━━━━━ Data entries

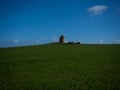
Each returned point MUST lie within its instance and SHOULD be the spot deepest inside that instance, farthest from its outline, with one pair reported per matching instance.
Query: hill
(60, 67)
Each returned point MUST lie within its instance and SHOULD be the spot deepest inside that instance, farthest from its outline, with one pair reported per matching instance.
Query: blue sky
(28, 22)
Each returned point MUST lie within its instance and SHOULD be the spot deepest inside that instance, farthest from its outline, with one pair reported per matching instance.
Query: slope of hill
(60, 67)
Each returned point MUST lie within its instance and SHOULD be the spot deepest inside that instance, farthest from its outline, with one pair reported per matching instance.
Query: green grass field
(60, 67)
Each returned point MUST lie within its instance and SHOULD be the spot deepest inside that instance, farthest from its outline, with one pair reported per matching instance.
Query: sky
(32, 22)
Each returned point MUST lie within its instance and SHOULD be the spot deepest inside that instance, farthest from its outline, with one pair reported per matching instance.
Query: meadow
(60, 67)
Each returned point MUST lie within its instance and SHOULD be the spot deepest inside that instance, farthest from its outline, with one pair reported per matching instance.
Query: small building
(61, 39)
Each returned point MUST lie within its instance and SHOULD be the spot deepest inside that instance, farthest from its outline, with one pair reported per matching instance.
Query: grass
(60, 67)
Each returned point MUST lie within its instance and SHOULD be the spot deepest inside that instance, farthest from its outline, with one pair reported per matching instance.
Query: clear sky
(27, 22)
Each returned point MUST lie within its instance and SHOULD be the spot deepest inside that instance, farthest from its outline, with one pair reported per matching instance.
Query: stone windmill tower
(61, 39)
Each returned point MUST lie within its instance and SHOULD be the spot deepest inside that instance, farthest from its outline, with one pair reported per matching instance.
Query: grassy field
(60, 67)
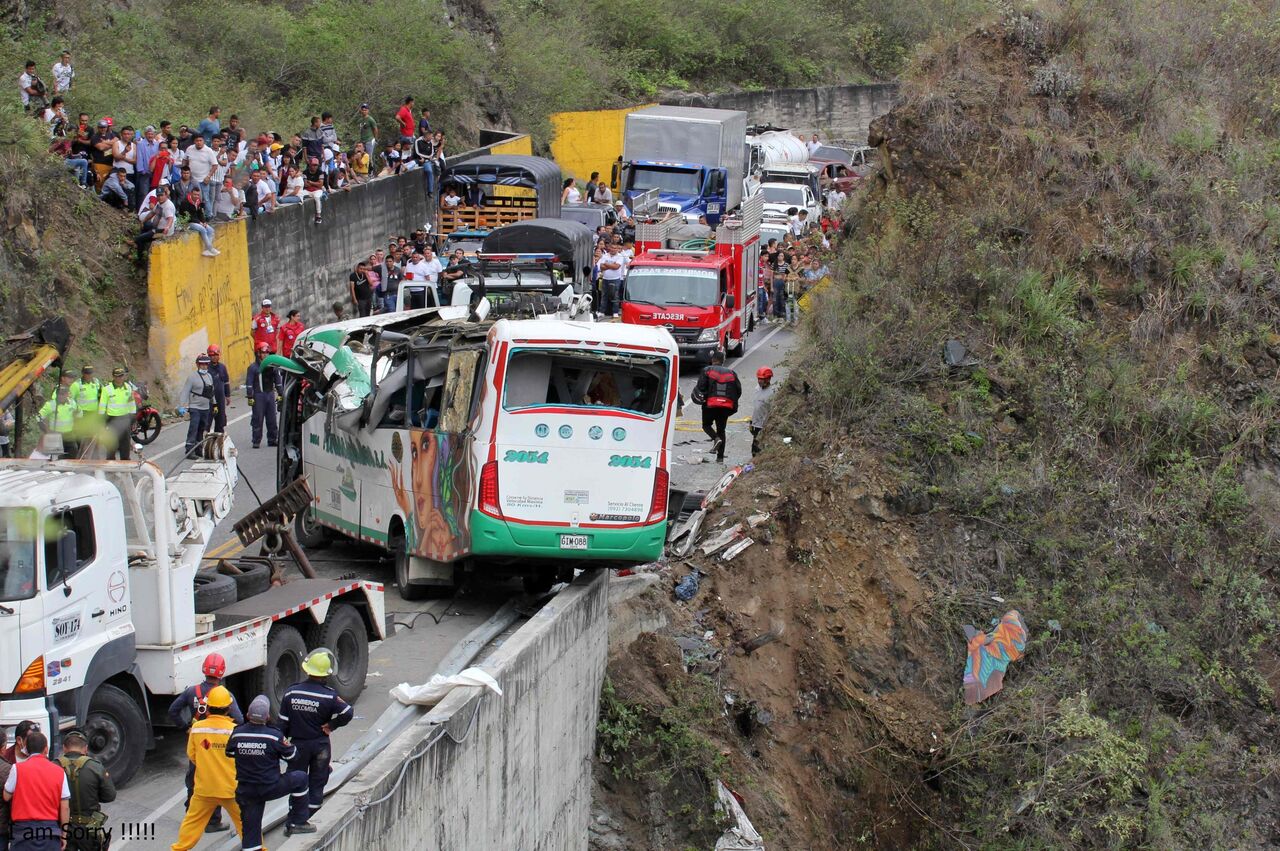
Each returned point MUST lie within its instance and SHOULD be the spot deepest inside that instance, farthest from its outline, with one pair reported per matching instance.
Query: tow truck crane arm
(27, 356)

━━━━━━━━━━
━━━━━ Data entries

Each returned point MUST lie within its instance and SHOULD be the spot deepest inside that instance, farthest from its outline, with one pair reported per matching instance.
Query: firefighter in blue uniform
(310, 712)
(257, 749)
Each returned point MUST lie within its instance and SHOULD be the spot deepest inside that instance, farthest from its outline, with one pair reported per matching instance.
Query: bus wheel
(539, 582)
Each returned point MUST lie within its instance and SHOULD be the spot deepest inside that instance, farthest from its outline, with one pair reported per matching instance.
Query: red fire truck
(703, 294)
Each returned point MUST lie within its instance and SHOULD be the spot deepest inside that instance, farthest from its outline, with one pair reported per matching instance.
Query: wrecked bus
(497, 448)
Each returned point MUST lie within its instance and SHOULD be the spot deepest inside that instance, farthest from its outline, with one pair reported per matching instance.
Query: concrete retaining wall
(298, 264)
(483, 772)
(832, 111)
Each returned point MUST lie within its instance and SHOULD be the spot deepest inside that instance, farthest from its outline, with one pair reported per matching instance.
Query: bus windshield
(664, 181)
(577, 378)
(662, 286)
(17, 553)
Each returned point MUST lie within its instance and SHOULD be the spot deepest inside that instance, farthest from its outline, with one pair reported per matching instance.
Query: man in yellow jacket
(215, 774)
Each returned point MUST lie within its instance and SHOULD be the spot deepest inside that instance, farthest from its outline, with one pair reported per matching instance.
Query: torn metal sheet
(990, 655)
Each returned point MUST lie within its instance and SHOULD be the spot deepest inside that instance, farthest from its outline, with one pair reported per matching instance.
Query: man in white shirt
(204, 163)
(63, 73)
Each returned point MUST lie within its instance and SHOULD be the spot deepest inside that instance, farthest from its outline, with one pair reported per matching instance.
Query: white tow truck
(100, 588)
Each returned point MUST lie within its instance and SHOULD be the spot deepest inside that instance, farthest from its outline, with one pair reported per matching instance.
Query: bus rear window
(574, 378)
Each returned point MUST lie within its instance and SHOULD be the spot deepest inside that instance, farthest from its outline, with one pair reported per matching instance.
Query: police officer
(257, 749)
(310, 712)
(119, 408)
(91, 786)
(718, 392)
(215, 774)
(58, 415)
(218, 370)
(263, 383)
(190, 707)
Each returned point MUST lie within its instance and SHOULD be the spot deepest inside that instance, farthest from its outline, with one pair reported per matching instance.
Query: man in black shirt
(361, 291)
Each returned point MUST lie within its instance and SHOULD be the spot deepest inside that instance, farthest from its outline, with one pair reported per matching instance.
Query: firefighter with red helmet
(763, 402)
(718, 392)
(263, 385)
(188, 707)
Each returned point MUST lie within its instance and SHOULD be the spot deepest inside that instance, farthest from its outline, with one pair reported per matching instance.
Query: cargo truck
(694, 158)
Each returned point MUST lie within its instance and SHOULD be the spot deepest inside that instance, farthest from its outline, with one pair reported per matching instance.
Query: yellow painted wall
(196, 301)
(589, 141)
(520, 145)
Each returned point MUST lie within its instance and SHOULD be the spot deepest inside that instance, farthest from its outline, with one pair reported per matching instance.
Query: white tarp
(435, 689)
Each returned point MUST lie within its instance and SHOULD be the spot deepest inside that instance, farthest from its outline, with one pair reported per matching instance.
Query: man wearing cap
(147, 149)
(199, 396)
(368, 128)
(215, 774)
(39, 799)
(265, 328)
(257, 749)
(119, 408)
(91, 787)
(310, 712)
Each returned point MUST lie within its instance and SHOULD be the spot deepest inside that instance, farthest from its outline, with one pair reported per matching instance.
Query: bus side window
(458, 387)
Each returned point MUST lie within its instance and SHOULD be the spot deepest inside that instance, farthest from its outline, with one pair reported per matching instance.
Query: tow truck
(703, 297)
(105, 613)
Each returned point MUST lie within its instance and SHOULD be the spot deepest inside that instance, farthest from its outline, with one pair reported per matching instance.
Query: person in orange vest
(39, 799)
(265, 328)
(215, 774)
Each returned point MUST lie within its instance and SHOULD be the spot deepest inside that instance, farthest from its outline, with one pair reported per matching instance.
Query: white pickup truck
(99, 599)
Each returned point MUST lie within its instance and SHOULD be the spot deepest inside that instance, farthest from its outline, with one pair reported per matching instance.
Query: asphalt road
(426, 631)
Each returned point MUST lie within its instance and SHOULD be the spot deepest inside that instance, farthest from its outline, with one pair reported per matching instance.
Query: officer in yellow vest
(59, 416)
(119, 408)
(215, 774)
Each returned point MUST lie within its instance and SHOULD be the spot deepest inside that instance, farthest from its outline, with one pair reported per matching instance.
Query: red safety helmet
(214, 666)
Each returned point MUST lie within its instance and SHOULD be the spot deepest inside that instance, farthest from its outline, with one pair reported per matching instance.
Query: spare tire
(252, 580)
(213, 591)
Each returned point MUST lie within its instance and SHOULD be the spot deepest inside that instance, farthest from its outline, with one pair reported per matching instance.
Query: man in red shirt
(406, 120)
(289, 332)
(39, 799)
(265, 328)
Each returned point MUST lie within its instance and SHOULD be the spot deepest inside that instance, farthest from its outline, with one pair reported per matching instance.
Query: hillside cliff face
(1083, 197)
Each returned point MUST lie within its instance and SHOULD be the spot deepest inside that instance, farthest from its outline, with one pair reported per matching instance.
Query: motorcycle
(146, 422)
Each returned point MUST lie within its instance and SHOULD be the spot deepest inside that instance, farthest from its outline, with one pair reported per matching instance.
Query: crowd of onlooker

━━━━━━━━━━

Task to complete> Collect each line of the rows above that contains the word "wall", and copy those lines in full. Case counts.

Response for this exercise>
Query: concrete retaining wall
Query: yellow painted wall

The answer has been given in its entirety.